>> start EXTRACTED TEXT

Run validation against oracle benchmarks:

cd projects/composablekernel/tile_engine/ops/grouped_conv
python3 validate_ml_vs_oracle.py --variant bwd_data
python3 validate_ml_vs_oracle.py --variant bwd_weight

Solution Architecture (Grouped Conv)

Problem Config → Feature Engineering (83 features) → LightGBM Model → Predict TFLOPS → Select Best Kernel
     ↓              - Problem features (38)             ↓                    ↓
(N,C,K,G,H,W,Y,X)   - Kernel features (12)         Trained on          <1ms total
                    - Interactions (21)            48K samples          latency
                    - Hardware (12)                1372 shapes

Feature Engineering (`feature_engine_grouped_conv.py`)

83 engineered features:

Problem Features (38): Raw params (N,C,K,G,Hi,Wi,Y,X,strides,pads), derived (Ho,Wo), log-scale transforms, arithmetic intensity, aspect ratios, channel/group metrics
Kernel Features (12): Block size, GEMM tiles (M,N), pipeline type, num warps, tile volume, LDS usage
Interaction Features (21): Tile efficiency (M,N,K), block-tile ratios, CU utilization, problem-tile comparisons, output tile counts
Hardware Features (12): GFX950 specs - CUs (304), SIMDs, clocks, wavefront size, cache sizes (L1/L2/L3), XCD count

Latency

Selection Time: <1ms
vs Oracle: 30-60 seconds
Speedup: 30,000-60,000×

Model Size

Compressed: 2-8 MB (.lgbm.gz)
Runtime Memory: ~50 MB
Feature Array: <6 KB per problem

Training Pipeline

# 1. Collect data: Run all kernels on GPU for diverse problem set
python grouped_conv_full_benchmark.py --problem_set forward_training_miopen

# 2. Preprocess: Convert CSV to Parquet
python convert_csv_to_parquet.py --input train.csv --output train.parquet

# 3. Train model: LightGBM with cross-validation
python train.py --operation grouped_conv --direction forward --dtype bf16

# 4. Validate: Sanity-check on training shapes
python validation/grouped_conv/validate_training_shapes.py

Validation Framework

Test	Purpose	Shapes	Runtime	Target
`validate_training_shapes.py`	Sanity check on training data	5	5-10 min	>95% efficiency
`validate_backward_models.py`	Backward pass prediction quality	7	<1 min	Reasonable predictions

File Structure (Grouped Conv)

dispatcher/heuristics/
├── train.py                           # Training script
├── feature_engine_grouped_conv.py     # Feature engineering
├── predict.py                         # Generic Predictor (use with GroupedConvFeatureEngine)

>> end EXTRACTED TEXT
>> start EXTRACTED MATERIAL

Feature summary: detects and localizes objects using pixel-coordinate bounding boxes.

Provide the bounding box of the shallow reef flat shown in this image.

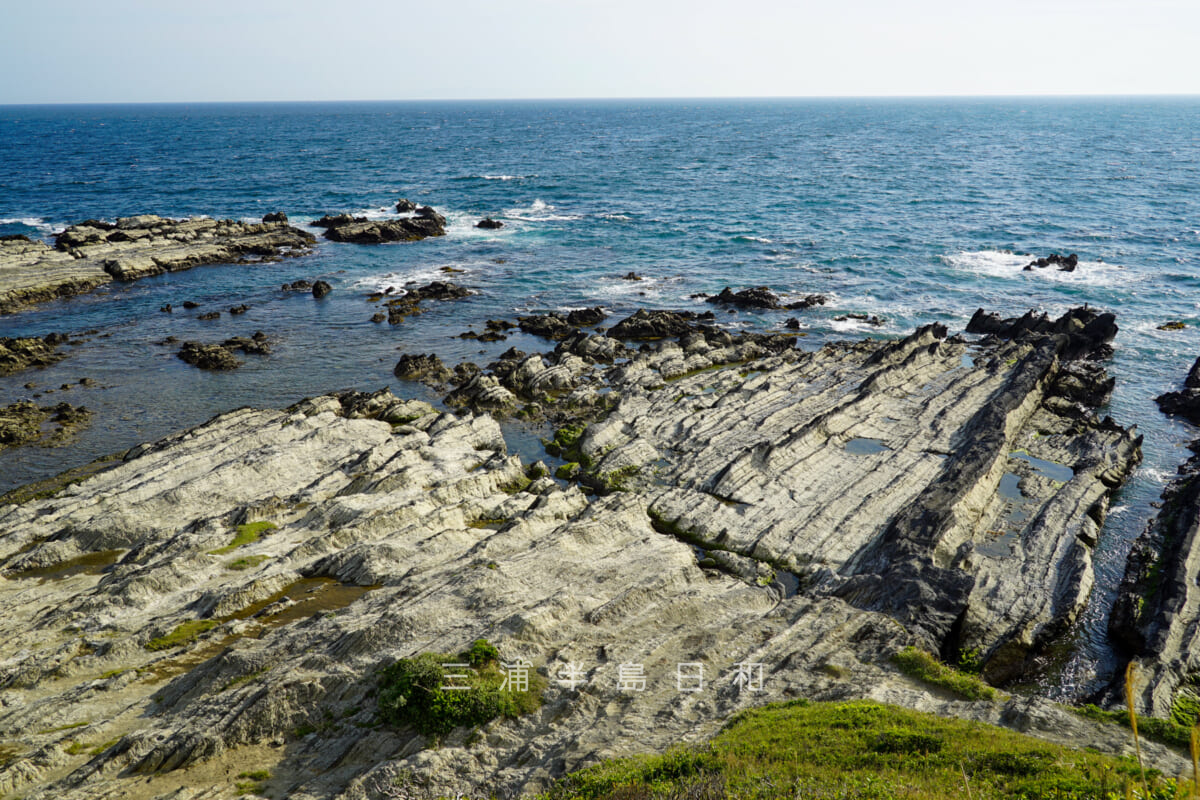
[0,309,1184,799]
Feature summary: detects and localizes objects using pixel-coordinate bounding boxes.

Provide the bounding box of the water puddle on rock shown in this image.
[846,437,892,456]
[142,578,379,684]
[13,551,125,583]
[1008,450,1075,483]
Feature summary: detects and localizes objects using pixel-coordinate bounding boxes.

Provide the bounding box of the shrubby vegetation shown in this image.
[379,639,545,734]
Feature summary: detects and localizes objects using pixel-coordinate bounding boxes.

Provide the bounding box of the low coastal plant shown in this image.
[379,639,545,735]
[892,646,996,700]
[144,619,218,652]
[539,700,1176,800]
[209,521,278,555]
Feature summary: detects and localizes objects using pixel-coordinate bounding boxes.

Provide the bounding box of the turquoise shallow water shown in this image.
[0,100,1200,696]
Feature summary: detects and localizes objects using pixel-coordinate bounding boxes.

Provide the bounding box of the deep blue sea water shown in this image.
[0,98,1200,696]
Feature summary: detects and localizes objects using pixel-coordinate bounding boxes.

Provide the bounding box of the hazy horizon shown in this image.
[0,0,1200,106]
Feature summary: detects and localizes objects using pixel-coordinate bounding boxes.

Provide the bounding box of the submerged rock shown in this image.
[0,312,1161,800]
[0,333,68,375]
[0,215,316,313]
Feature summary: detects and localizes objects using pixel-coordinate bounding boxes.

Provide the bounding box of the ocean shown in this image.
[0,98,1200,698]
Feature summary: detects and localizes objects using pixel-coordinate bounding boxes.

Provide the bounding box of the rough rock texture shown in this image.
[1109,352,1200,724]
[1154,359,1200,425]
[0,215,316,313]
[0,401,91,450]
[0,379,1183,800]
[0,333,68,375]
[312,208,446,245]
[580,309,1141,681]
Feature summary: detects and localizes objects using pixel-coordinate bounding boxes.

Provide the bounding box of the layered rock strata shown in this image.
[0,314,1161,799]
[0,215,316,313]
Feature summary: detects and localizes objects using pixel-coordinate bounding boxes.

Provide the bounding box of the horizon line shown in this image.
[0,92,1200,108]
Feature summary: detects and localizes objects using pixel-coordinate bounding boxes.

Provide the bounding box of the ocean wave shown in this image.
[942,249,1136,285]
[0,217,64,234]
[504,199,583,222]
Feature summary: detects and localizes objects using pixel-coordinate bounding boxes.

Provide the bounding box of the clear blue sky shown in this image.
[0,0,1200,103]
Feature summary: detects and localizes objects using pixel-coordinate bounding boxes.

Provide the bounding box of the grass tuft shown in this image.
[892,648,996,700]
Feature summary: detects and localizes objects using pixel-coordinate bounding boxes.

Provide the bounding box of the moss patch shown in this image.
[144,619,220,652]
[209,521,278,555]
[539,700,1171,800]
[379,639,545,735]
[892,648,996,700]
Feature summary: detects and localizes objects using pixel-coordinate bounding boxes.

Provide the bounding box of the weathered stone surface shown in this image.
[0,333,68,375]
[0,381,1183,800]
[0,215,316,313]
[0,401,91,450]
[176,342,241,372]
[312,206,446,245]
[581,313,1141,680]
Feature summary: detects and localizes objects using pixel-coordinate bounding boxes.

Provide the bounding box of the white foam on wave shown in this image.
[0,217,62,234]
[942,249,1136,285]
[504,198,583,222]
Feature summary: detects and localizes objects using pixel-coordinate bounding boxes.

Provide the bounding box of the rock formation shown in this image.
[0,312,1183,800]
[0,215,316,313]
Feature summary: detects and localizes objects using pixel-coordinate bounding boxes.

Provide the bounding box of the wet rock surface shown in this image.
[0,215,316,313]
[0,312,1183,799]
[0,333,70,375]
[0,401,91,450]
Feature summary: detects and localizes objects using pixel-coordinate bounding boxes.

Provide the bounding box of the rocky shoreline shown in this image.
[0,215,316,314]
[0,302,1183,799]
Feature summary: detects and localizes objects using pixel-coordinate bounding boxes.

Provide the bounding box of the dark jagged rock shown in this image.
[0,333,67,375]
[0,401,91,450]
[607,308,716,339]
[386,281,472,325]
[325,212,446,245]
[966,306,1117,360]
[308,213,357,228]
[178,342,241,372]
[221,331,271,355]
[704,287,782,308]
[391,353,454,385]
[833,314,883,325]
[566,306,608,327]
[1025,253,1079,272]
[0,215,316,313]
[784,294,828,311]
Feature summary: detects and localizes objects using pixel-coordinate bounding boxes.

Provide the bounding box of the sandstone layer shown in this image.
[0,215,316,313]
[0,314,1161,799]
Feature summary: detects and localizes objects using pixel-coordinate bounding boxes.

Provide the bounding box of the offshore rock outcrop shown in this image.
[0,215,316,313]
[0,314,1161,800]
[1109,359,1200,726]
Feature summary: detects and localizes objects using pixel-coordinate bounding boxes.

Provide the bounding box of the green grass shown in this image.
[379,639,545,735]
[144,619,220,651]
[1072,704,1192,750]
[209,521,278,555]
[226,555,271,571]
[892,648,996,700]
[539,700,1187,800]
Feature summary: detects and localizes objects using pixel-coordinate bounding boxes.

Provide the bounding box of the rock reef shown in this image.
[0,312,1183,800]
[0,215,316,313]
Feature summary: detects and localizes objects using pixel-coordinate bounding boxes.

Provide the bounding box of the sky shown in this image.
[0,0,1200,104]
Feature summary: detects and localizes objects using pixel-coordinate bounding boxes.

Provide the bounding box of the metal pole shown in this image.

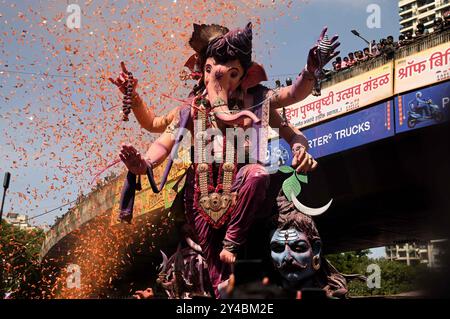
[0,172,11,299]
[0,172,11,223]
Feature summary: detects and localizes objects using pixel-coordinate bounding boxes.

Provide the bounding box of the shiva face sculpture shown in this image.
[270,226,321,286]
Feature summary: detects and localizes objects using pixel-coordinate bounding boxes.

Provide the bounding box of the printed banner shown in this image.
[394,43,450,94]
[286,62,394,128]
[303,100,394,158]
[395,81,450,133]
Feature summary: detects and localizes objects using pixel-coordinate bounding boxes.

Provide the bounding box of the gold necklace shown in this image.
[194,99,237,228]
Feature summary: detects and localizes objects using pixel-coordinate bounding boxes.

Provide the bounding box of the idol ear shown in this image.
[184,54,198,72]
[241,62,267,91]
[311,239,322,256]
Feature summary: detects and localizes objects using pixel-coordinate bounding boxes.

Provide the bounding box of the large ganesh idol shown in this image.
[110,23,339,297]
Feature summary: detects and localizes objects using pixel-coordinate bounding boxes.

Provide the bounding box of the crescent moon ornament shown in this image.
[291,192,333,216]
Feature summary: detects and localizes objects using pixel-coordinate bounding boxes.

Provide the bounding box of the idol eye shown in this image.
[270,243,284,253]
[293,243,308,253]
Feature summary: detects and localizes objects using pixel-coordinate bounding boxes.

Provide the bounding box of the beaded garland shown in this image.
[193,98,237,229]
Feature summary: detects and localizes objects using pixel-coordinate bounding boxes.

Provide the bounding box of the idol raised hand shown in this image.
[109,61,138,95]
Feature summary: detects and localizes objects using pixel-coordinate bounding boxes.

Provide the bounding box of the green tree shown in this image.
[326,250,428,296]
[0,221,44,298]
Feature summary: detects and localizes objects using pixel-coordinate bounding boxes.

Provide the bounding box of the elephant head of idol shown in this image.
[185,23,267,125]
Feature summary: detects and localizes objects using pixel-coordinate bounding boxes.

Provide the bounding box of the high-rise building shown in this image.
[398,0,450,34]
[386,239,446,268]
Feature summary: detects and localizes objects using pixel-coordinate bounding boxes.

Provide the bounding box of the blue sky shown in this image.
[0,0,400,258]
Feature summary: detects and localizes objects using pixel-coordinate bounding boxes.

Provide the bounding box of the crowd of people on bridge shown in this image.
[328,11,450,75]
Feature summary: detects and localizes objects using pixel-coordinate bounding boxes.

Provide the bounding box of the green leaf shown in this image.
[278,166,295,174]
[295,172,308,184]
[282,174,302,201]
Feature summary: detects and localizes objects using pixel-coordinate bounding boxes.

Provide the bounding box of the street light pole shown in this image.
[0,172,11,299]
[0,172,11,222]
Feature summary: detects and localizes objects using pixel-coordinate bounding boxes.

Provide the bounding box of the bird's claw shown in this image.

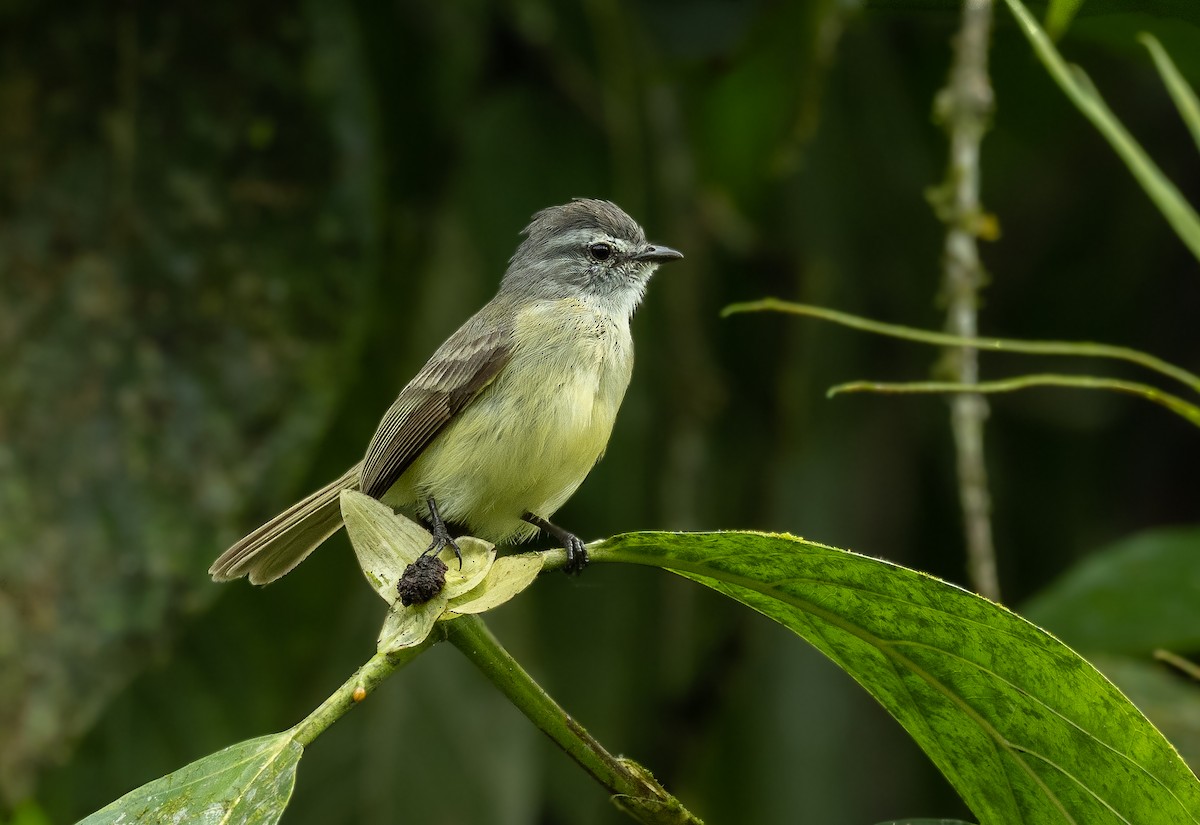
[421,523,462,570]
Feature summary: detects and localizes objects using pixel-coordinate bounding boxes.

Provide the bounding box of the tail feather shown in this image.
[209,464,361,584]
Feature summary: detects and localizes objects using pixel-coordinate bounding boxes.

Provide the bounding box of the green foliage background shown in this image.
[0,0,1200,825]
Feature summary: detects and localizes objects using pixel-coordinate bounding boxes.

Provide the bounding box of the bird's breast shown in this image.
[393,299,634,541]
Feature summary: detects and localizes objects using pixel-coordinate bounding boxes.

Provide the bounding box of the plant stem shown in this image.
[827,374,1200,427]
[445,616,701,825]
[292,627,445,747]
[721,297,1200,393]
[936,0,1000,601]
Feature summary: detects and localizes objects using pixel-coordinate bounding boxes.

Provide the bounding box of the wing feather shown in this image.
[359,313,512,498]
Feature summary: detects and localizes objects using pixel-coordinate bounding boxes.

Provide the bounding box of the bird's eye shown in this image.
[588,243,612,260]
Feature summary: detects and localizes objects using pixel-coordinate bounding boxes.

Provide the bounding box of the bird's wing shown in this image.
[359,315,512,498]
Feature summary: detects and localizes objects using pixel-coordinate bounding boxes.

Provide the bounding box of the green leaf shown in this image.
[79,733,304,825]
[377,590,446,654]
[1004,0,1200,266]
[1092,654,1200,771]
[1021,526,1200,655]
[341,490,433,604]
[1138,31,1200,155]
[448,553,545,618]
[589,532,1200,825]
[1046,0,1084,40]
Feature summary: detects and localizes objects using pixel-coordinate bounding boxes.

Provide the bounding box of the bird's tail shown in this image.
[209,464,360,584]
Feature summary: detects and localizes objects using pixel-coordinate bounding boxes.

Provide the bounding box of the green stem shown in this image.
[292,628,445,747]
[721,297,1200,393]
[445,616,701,825]
[827,375,1200,427]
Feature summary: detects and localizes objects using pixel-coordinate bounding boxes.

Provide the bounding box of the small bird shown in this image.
[209,199,683,584]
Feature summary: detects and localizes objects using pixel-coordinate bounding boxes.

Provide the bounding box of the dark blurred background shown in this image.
[7,0,1200,825]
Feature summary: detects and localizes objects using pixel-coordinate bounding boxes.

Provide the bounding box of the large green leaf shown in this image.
[592,532,1200,825]
[1022,526,1200,655]
[79,733,304,825]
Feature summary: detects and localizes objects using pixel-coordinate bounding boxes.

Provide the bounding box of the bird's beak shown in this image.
[634,245,683,264]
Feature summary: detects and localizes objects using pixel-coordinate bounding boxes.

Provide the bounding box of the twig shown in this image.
[446,616,701,825]
[935,0,1000,601]
[721,297,1200,393]
[826,374,1200,427]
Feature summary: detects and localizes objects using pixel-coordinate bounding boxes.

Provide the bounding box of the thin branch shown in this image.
[721,297,1200,393]
[935,0,1000,601]
[827,374,1200,427]
[292,628,445,747]
[446,616,702,825]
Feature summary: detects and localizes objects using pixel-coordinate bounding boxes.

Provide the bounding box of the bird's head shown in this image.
[500,198,683,317]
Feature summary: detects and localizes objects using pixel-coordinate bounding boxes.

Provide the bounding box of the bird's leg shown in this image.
[421,495,458,570]
[521,511,588,573]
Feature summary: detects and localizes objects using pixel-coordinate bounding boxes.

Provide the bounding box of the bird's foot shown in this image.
[521,513,588,576]
[421,498,462,570]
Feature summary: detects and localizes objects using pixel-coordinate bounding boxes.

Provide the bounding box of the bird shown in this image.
[209,198,683,584]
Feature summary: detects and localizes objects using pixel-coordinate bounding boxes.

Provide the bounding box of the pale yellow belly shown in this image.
[384,301,632,542]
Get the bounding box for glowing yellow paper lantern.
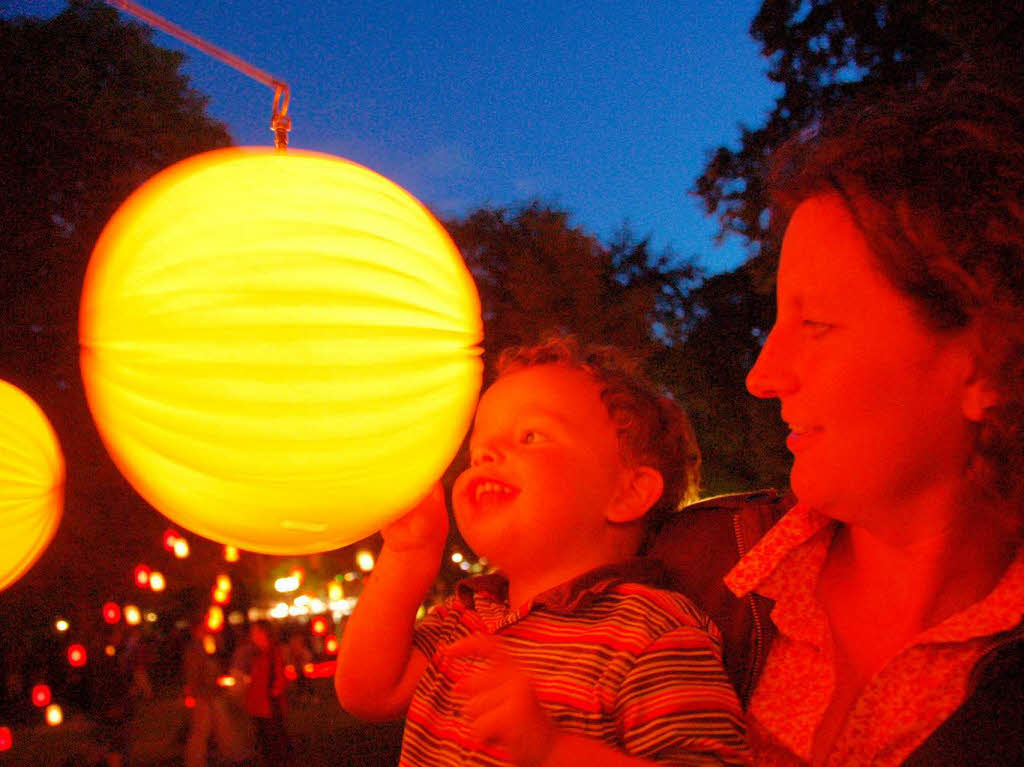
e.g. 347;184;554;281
0;381;65;590
80;150;481;554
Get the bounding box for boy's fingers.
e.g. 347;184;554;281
444;634;504;661
462;687;506;721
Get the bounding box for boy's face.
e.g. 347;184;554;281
452;365;627;568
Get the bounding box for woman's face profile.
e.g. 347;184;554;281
746;195;974;521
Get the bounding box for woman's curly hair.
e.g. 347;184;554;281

>> end EXTRACTED MATERIAL

WHAT YOU WILL DO:
1/ Reproduce everything in the grouped convolution kernel-selection text from "dispatcher/heuristics/" down to "(use with GroupedConvFeatureEngine)".
2/ Carry on the grouped convolution kernel-selection text from its last line.
The material is separate from the text on grouped convolution kernel selection.

ANSWERS BY TASK:
1/
dispatcher/heuristics/
├── train.py                           # Training script
├── feature_engine_grouped_conv.py     # Feature engineering
├── predict.py                         # Generic Predictor (use with GroupedConvFeatureEngine)

2/
├── models/
│   ├── grouped_conv_forward_bf16_gfx950/
│   │   ├── model_tflops.lgbm.gz       # Compressed model
│   │   ├── feature_spec.json          # Feature definitions
│   │   └── train_manifest.json        # Training metadata
│   ├── grouped_conv_bwd_data_bf16_gfx950/
│   └── grouped_conv_bwd_weight_bf16_gfx950/
└── validation/
    ├── validate_ml_heuristic.py       # GEMM validation
    └── grouped_conv/
        ├── validate_training_shapes.py
        └── validate_backward_models.py

tile_engine/ops/grouped_conv/
├── grouped_conv_full_benchmark.py     # Data collection
├── run_one_grouped_conv_kernel.py     # Single kernel runner
├── compare_ml_vs_oracle.py            # Analysis tool
└── problems/
    ├── forward_training_miopen.py     # Training problem sets
    └── forward_validation_300.py      # Test problem sets

C++/Python Integration

C++ API: GroupedConvRegistry::get_solution(problem)
Python API: registry.run(problem, input, weight)
Automatic fallback to exhaustive search if ML unavailable

from ck_tile.dispatcher import GroupedConvRegistry, GroupedConvProblem

# Define problem
problem = GroupedConvProblem(
    N=2, C=128, K=256, G=1,
    Hi=28, Wi=28, Y=3, X=3,
    stride_h=1, stride_w=1, pad_h=1, pad_w=1,
    dtype='bf16', direction='forward'
)

# ML heuristic automatically selects best kernel
registry = GroupedConvRegistry(arch='gfx950')
result = registry.run(problem, input_tensor, weight_tensor)

Key Innovations

Comprehensive Feature Engineering: 83 features capture problem-kernel-hardware interactions
Tier-1 Extended Training: 1,372 shapes (vs 185 baseline) for better edge case coverage
Compressed Models: LGBM.gz reduces size 8-10× without accuracy loss
Operation-Specific Models: Separate optimizations for forward/backward passes
Validation Framework: Automated testing on unseen production workloads

Verifying Training Quality

To quickly verify that a refactored train.py produces models with equivalent quality to the production training script:

cd /workspace/rocm-libraries/projects/composablekernel/dispatcher/heuristics

# Run automated test (uses 3-fold CV for speed)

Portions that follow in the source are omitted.